Aim of the exercise
Report each line in the listing below that contains the word "grass".

Location labeling records
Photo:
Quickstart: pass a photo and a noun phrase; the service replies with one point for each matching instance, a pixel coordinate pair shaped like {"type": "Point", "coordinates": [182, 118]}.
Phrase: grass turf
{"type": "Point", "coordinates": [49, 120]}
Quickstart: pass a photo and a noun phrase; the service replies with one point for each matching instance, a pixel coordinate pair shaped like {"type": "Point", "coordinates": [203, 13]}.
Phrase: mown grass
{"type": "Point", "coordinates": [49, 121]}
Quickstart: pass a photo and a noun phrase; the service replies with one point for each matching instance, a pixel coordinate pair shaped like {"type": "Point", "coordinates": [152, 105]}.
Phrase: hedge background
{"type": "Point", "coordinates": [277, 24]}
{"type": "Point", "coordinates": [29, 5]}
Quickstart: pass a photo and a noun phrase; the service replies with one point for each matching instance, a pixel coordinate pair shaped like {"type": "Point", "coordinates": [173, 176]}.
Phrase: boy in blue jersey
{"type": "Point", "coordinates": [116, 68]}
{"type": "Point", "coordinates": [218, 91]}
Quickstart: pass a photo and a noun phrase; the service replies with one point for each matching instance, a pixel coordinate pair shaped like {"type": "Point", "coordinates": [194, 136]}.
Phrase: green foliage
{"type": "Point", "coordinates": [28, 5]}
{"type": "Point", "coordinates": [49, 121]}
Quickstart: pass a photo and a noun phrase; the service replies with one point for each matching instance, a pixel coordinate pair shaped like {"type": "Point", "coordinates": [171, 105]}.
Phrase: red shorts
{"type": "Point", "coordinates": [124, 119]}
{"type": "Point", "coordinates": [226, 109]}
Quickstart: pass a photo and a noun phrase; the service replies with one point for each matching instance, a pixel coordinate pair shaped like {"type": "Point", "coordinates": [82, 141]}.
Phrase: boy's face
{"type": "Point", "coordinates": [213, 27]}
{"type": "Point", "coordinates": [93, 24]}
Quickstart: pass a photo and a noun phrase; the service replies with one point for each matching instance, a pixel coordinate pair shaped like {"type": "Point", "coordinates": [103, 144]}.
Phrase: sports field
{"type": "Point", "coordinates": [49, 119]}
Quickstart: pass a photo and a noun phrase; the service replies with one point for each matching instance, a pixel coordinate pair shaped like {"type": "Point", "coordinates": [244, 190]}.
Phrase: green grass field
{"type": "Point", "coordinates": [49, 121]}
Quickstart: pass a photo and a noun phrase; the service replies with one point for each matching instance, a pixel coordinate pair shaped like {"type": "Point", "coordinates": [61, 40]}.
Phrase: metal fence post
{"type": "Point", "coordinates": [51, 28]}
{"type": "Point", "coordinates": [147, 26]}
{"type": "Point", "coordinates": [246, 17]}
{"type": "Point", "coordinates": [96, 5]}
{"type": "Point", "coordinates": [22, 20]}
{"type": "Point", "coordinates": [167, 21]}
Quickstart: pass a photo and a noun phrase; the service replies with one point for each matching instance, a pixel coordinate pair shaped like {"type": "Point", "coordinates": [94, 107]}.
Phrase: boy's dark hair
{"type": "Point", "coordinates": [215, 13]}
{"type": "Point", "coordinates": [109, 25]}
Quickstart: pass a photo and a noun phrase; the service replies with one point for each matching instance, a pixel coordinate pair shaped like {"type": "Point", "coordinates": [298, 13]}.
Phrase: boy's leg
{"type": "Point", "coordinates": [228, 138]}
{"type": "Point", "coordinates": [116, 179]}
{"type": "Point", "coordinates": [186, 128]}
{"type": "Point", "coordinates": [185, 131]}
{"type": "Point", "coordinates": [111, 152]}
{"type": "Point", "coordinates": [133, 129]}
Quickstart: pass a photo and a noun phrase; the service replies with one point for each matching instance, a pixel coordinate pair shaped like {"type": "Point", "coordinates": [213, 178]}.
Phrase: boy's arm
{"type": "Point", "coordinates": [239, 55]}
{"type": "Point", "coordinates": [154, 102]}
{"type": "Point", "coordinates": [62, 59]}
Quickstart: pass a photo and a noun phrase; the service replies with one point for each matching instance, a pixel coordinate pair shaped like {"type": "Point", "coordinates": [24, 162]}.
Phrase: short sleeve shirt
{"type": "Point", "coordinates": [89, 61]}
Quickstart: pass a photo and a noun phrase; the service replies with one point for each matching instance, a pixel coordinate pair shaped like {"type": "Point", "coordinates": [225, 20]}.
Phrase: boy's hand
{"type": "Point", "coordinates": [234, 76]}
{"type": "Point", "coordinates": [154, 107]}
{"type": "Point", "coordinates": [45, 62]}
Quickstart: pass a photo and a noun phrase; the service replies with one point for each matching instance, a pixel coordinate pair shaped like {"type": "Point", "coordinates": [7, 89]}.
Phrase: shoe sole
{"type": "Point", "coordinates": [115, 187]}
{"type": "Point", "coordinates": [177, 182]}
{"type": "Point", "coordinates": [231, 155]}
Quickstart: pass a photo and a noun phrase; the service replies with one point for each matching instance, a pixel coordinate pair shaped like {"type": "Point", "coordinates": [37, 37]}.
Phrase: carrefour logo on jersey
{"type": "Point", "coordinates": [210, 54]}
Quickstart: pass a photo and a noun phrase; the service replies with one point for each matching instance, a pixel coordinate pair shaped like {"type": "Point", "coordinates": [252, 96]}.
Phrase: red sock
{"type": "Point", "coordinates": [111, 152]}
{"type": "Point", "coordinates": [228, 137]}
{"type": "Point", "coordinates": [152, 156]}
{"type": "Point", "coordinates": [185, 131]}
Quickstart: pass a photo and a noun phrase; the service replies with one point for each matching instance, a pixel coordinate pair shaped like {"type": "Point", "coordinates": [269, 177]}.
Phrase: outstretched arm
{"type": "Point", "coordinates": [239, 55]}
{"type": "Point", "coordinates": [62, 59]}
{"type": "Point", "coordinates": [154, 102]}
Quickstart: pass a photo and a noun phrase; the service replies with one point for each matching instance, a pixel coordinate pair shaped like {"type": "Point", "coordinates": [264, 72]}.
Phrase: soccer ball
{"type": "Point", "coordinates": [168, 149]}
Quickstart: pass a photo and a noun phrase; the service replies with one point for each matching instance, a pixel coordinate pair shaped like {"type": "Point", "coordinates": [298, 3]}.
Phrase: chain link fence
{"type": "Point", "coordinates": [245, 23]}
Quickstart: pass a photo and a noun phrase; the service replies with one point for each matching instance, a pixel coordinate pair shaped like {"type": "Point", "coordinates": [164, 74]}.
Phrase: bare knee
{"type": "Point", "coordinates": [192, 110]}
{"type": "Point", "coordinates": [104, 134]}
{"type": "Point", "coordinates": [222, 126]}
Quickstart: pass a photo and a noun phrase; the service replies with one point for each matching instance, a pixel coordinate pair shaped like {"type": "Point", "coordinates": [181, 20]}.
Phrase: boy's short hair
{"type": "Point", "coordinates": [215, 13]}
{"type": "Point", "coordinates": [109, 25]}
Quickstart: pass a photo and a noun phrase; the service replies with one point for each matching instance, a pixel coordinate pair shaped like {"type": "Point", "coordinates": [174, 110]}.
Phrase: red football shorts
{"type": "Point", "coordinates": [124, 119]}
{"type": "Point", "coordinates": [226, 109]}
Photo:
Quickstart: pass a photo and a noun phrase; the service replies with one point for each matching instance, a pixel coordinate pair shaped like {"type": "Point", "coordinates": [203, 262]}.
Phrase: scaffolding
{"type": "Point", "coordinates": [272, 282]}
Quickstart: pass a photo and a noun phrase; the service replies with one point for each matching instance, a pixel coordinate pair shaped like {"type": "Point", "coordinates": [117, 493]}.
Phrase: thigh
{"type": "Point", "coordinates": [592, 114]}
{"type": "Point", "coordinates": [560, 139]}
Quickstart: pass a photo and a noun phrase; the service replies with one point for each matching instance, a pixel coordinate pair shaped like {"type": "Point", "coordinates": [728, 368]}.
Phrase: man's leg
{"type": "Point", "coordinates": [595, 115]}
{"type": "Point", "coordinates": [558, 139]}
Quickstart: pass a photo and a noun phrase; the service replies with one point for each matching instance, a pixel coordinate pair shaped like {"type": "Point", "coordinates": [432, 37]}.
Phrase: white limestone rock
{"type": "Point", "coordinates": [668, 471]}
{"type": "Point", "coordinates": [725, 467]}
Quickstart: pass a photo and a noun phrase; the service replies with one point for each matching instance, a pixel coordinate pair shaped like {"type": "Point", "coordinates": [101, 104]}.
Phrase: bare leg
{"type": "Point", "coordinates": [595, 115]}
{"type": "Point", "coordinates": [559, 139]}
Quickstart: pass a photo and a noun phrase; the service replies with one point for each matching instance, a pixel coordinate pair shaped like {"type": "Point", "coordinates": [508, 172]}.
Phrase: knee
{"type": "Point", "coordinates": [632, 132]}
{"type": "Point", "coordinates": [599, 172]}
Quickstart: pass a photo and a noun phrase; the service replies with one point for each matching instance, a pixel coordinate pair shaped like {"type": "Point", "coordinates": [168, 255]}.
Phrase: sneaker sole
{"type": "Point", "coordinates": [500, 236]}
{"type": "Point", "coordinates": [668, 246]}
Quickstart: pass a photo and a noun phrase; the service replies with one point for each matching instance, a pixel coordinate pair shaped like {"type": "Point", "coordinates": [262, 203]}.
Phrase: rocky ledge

Task answer
Phrase: grass turf
Phrase: mown grass
Phrase: green grass field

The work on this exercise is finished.